** DATA TO USE follows **
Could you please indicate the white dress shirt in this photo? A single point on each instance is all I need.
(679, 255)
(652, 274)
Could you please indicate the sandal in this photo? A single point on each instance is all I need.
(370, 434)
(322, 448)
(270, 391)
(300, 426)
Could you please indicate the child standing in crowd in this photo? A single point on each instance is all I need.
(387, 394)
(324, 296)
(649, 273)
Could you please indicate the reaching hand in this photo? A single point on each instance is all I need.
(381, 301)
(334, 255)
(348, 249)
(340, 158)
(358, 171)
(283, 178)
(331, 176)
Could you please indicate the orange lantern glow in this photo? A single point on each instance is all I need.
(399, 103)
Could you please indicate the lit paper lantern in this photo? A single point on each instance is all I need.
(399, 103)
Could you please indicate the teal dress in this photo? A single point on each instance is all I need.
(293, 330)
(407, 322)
** End of DATA TO USE **
__WORK INSTRUCTIONS__.
Give back, word for word, the lines of the records that run from the one holding "Could you please indicate the lit" to the very last.

__COMPLETED TASK__.
Could you please indicate the lit paper lantern in this photo? A single point on each instance is all I need.
(399, 103)
Could you please indicate the teal dress in this photo? A single point on each instance is all I need.
(293, 330)
(407, 322)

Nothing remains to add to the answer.